Ankaralı yazar ve okurlar Esme Aras ismini ilkin, Hürriyet Gazetesi Ankara ekinde yaptığı edebiyat röportajlarından hatırlarlar. Ayağı bozkırdayken; Ege’nin esintisini, dilini, rengini özleyen, bir gün zeytin ve sabun kokan sabahlara uyanacağını düşleyen Esme Aras bu kez Neptün Mavisi Düşler ve Kumrunun Saklısında öykü kitaplarıyla okurun karşısına çıktı.

Şimdi soruları cevaplama sırası onda…

Sevgili Esme cümlelerinde, satır aralarında, sustuklarında yüzün hep Ege’ye dönük. Öykünde diyorsun ki “Ege denizinde gezinirken, ana rahminden yeniden doğmak var.” Başka bir öyküde “… Zeytin ve sabun kokan günlere uyanmanın hayali birkaç adım ötede.” Nedir seni böyle bir kök gibi Ege’ye bağlayan? Nesini sevmedin Ankara’nın?

Bir kıyı çocuğuyum ve kıyısız bir kentte yaşıyorum. Burada özlediğim şeylerden biri, ardımda bıraktığım mavilik. Çocukluğumun geçtiği, büyüdüğüm o kıyı kasabasının havasının, kokusunun, dokusunun, mimarisinin, o iklimin, coğrafyanın ve maviliğin bendeki kalıtlarını yazmayı seviyorum. Kentler bıraktım ardımda; anıları, eşyaları sarıp sarmalayıp başka yerlere taşıdım. Tabii en başta üniversiteyi okuyabilmek için ait olduğum küçük ve korunaklı kasabamızdan ayrılmam gerekiyordu. Sonra yaptığım seçimlere bağlı olarak değişti, yaşadığım kentler de. Genelde Ankara’dan İstanbul’a gidilir ya… Tam tersi, ben İstanbul’dan Ankara’ya gelendim ve bu kenti çok sevdim. Attila İlhan’dan mülhem “çocuklar gibi sevmeli Ankara’yı, devler gibi ıstırabını çekmeli,” diyebilecek kadar hem de. Bu farkındalıklar ve duygu geçişleri, ister istemez yansıyor satırlarıma. Bozkırın sarışınlığından uzanıp Ege’nin nazar boncuklu gerdanına bir öpücük konduruyorum.

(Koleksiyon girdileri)
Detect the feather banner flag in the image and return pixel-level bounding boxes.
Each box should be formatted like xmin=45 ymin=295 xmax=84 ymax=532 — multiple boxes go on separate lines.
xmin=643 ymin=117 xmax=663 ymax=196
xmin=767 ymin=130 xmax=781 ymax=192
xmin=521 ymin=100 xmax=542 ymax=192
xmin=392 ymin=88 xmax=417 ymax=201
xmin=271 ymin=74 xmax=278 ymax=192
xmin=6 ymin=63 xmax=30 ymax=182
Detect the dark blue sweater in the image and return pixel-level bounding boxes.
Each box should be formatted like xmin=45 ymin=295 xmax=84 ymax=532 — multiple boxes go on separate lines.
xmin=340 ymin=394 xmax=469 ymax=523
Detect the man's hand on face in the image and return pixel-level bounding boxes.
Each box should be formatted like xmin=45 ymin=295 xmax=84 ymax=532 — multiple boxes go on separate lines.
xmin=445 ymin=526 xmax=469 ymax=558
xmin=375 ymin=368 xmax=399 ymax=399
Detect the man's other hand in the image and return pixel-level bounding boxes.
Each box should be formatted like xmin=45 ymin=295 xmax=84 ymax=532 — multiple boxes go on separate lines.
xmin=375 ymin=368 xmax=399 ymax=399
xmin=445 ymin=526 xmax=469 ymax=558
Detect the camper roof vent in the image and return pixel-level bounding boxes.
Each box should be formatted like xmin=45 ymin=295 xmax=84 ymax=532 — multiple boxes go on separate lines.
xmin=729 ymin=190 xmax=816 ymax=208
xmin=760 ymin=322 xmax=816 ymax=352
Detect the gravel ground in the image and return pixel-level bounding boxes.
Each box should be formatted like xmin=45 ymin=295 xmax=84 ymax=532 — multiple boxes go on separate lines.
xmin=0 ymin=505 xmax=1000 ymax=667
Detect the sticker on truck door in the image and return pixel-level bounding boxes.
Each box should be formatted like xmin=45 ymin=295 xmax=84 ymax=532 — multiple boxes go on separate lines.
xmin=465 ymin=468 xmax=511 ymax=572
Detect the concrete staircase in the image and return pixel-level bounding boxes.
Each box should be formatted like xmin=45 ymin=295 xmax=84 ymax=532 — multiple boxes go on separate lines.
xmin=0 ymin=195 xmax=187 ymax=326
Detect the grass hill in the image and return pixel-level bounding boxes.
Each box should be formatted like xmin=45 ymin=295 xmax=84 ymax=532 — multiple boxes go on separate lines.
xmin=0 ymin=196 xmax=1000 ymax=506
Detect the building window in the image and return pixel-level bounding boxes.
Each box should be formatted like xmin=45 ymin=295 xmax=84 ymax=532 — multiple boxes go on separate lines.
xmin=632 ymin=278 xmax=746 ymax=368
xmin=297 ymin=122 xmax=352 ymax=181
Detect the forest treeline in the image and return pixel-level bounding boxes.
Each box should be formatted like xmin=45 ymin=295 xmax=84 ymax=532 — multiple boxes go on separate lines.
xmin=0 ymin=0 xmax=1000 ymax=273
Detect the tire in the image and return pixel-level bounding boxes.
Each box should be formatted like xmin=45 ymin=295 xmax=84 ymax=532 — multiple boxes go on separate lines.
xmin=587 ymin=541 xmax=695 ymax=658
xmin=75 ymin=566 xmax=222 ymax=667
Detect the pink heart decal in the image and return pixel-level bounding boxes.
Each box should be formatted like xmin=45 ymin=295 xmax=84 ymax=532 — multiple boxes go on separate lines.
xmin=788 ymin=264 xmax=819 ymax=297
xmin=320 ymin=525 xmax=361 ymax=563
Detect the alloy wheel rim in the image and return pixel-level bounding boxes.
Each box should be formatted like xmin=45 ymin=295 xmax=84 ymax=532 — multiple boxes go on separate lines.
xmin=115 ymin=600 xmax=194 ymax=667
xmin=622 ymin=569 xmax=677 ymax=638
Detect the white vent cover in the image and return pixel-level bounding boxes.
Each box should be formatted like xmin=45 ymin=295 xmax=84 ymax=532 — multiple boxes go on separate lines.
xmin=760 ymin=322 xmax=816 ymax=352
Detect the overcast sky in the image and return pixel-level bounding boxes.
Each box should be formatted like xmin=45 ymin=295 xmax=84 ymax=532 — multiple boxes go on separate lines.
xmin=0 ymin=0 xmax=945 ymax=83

_Verilen Soru_:
Röportajda Esme Aras, Ankara'ya hangi kentten geldiğini belirtmektedir? Girdiler başka bir kaynaktan alınmıştır.

_Alıştırma Yanıtı_:
İstanbul'dan.